■ **Task prompt**: After locating the line that contains "Target: concrete base slab" in the data below, set down exactly that line and each one after it through the line that contains "Annotate the gray", and nothing more.

■ **Data shown**:
__________
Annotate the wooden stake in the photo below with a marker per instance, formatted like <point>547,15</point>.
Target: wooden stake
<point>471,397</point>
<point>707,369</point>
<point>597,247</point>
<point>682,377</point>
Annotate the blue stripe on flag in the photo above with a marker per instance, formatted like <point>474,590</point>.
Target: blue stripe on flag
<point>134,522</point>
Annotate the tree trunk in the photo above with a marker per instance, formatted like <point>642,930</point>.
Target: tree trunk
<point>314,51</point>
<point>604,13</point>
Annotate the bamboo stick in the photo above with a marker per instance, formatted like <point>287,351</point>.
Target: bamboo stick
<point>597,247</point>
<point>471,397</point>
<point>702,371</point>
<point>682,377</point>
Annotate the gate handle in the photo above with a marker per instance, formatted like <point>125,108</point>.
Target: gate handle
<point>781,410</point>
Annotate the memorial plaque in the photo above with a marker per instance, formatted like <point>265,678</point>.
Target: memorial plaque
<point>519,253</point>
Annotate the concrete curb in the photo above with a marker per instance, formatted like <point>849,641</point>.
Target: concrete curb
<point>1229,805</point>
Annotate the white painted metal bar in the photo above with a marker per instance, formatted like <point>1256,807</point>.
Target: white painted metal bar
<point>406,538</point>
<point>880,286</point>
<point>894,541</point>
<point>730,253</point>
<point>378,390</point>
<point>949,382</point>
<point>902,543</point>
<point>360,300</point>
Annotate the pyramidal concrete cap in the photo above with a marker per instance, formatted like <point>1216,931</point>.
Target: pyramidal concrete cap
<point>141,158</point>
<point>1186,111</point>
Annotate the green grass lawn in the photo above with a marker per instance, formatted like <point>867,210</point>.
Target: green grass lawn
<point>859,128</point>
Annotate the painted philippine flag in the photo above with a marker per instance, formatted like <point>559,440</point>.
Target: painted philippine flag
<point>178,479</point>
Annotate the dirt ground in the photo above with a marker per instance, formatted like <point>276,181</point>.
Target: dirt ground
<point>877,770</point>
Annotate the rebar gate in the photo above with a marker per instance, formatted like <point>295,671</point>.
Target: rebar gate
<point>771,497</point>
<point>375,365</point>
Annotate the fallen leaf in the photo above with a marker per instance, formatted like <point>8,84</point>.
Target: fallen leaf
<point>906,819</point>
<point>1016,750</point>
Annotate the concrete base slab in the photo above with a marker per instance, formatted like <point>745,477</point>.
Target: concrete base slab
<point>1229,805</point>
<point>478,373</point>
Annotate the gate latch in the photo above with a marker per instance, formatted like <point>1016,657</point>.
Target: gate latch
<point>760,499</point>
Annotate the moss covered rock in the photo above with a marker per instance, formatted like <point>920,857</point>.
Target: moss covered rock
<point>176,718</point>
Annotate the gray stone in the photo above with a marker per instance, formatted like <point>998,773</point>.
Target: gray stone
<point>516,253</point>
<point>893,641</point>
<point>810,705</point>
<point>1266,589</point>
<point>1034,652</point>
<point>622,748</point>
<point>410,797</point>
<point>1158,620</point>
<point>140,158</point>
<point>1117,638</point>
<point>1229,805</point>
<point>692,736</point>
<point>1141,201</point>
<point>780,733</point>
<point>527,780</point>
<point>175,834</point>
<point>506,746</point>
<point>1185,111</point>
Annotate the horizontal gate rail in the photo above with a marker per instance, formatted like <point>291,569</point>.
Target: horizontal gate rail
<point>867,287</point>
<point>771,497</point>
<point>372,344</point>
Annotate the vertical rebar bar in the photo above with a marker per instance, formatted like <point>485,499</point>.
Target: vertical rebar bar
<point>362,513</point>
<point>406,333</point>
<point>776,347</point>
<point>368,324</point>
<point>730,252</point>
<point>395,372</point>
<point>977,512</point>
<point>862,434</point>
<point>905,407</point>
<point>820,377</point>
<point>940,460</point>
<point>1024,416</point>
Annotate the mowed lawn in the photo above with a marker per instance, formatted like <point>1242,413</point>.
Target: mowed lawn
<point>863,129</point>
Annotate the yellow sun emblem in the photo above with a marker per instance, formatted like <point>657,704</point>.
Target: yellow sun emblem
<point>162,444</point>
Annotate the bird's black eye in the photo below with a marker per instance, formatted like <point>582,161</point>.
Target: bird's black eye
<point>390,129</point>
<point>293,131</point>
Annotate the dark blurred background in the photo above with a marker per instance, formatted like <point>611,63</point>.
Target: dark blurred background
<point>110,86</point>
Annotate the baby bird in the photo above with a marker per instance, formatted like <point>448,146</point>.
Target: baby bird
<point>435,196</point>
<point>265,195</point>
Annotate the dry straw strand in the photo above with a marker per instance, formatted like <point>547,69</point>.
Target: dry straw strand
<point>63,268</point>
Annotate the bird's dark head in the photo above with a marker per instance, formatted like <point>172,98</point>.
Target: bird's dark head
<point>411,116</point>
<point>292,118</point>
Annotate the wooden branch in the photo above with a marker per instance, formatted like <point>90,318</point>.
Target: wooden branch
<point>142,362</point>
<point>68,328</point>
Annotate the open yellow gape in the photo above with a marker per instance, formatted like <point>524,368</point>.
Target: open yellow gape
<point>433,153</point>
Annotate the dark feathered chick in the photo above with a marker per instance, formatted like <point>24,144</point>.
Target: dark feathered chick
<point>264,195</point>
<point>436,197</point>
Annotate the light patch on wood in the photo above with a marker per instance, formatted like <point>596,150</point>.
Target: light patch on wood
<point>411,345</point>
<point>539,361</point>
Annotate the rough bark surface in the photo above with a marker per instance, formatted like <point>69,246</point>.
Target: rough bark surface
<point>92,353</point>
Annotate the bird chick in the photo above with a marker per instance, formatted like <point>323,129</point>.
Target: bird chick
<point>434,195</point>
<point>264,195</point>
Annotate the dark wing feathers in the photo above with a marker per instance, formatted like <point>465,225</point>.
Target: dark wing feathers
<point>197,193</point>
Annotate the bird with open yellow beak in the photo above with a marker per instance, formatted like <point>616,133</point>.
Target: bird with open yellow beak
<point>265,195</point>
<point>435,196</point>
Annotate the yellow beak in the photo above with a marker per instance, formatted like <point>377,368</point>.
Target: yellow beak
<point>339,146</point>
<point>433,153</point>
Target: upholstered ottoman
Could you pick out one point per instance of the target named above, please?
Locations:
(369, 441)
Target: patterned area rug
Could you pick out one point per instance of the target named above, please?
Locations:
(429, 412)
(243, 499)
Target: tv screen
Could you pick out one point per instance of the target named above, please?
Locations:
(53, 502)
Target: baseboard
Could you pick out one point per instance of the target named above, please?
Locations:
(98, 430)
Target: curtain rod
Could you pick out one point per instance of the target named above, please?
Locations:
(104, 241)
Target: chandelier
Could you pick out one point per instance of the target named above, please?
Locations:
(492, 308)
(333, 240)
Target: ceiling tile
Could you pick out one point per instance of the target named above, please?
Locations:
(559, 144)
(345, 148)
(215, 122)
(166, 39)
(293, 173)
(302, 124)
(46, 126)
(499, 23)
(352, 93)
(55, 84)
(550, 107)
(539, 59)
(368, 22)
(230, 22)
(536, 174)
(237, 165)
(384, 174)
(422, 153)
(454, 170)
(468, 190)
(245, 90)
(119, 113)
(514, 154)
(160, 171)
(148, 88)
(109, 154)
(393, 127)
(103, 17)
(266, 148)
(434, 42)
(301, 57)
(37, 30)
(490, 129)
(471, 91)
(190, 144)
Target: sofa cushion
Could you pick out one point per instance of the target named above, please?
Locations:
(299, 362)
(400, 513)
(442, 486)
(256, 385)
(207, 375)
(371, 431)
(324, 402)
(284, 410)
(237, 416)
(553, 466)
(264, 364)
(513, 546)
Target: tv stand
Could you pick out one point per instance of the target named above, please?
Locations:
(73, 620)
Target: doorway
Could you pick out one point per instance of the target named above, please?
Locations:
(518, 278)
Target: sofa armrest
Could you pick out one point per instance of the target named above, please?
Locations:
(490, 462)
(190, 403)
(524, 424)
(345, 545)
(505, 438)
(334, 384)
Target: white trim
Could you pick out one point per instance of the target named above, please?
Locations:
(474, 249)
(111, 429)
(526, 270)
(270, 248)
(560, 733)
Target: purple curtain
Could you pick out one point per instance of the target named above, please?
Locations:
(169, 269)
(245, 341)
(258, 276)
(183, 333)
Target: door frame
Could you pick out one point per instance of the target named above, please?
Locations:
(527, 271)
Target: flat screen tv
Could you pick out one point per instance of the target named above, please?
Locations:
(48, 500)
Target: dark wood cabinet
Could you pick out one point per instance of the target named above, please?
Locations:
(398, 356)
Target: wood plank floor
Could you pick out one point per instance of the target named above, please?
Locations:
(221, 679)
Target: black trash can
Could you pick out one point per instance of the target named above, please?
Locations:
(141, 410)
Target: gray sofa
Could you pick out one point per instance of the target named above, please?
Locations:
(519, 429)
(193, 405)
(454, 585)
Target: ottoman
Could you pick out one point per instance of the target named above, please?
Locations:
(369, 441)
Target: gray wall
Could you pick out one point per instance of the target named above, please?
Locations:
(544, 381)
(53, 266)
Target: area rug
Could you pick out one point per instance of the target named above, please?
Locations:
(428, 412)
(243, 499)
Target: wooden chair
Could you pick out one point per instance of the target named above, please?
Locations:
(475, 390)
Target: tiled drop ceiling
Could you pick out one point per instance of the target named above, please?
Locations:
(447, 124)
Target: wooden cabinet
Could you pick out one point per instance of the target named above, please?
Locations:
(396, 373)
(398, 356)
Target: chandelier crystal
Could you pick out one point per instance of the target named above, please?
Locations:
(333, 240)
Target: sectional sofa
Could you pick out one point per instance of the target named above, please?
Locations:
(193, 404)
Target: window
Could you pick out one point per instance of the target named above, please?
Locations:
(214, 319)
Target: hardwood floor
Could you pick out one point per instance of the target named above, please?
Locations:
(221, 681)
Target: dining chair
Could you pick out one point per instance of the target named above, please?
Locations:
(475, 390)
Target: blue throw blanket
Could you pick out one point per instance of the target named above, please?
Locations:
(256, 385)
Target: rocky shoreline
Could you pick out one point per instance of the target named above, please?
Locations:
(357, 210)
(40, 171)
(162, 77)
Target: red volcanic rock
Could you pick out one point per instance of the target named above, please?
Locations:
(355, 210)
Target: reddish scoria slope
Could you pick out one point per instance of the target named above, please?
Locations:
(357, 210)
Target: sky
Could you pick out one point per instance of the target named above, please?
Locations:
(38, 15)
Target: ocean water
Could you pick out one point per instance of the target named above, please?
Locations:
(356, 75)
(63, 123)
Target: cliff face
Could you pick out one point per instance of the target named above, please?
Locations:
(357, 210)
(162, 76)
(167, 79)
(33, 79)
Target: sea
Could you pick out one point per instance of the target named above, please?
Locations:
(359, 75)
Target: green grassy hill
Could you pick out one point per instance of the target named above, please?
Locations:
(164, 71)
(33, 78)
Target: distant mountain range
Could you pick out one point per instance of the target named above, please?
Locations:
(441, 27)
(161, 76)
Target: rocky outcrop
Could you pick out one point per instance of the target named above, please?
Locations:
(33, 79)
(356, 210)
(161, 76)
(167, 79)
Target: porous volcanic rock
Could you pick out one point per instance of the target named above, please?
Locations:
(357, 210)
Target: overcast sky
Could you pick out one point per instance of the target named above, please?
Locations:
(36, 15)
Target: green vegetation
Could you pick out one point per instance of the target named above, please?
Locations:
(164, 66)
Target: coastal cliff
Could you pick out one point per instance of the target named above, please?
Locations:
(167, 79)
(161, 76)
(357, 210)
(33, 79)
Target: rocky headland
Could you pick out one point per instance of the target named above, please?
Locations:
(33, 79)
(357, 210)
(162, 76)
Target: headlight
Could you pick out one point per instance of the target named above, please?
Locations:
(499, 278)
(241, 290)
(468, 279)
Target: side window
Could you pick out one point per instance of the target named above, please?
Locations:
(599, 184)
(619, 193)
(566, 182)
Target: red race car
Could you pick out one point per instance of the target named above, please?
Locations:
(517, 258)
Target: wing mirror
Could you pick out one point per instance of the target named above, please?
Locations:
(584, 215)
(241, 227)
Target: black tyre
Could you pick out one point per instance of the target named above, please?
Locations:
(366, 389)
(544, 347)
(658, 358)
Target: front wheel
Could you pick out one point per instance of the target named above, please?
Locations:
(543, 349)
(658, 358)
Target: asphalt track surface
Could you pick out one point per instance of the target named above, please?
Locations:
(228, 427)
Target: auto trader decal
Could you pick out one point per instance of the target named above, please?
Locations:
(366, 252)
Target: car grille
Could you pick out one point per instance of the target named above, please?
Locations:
__________
■ **Task solution**:
Target: concrete base slab
<point>1229,805</point>
<point>478,373</point>
Annotate the gate latch in the photo above with a marker per instance, formatted like <point>1016,657</point>.
Target: gate latch
<point>760,499</point>
Annotate the moss covered rock in the photo above with a marker per instance, formatted like <point>920,857</point>.
Target: moss covered rock
<point>176,718</point>
Annotate the gray stone in the photo above with a marker per instance, formatted like <point>998,773</point>.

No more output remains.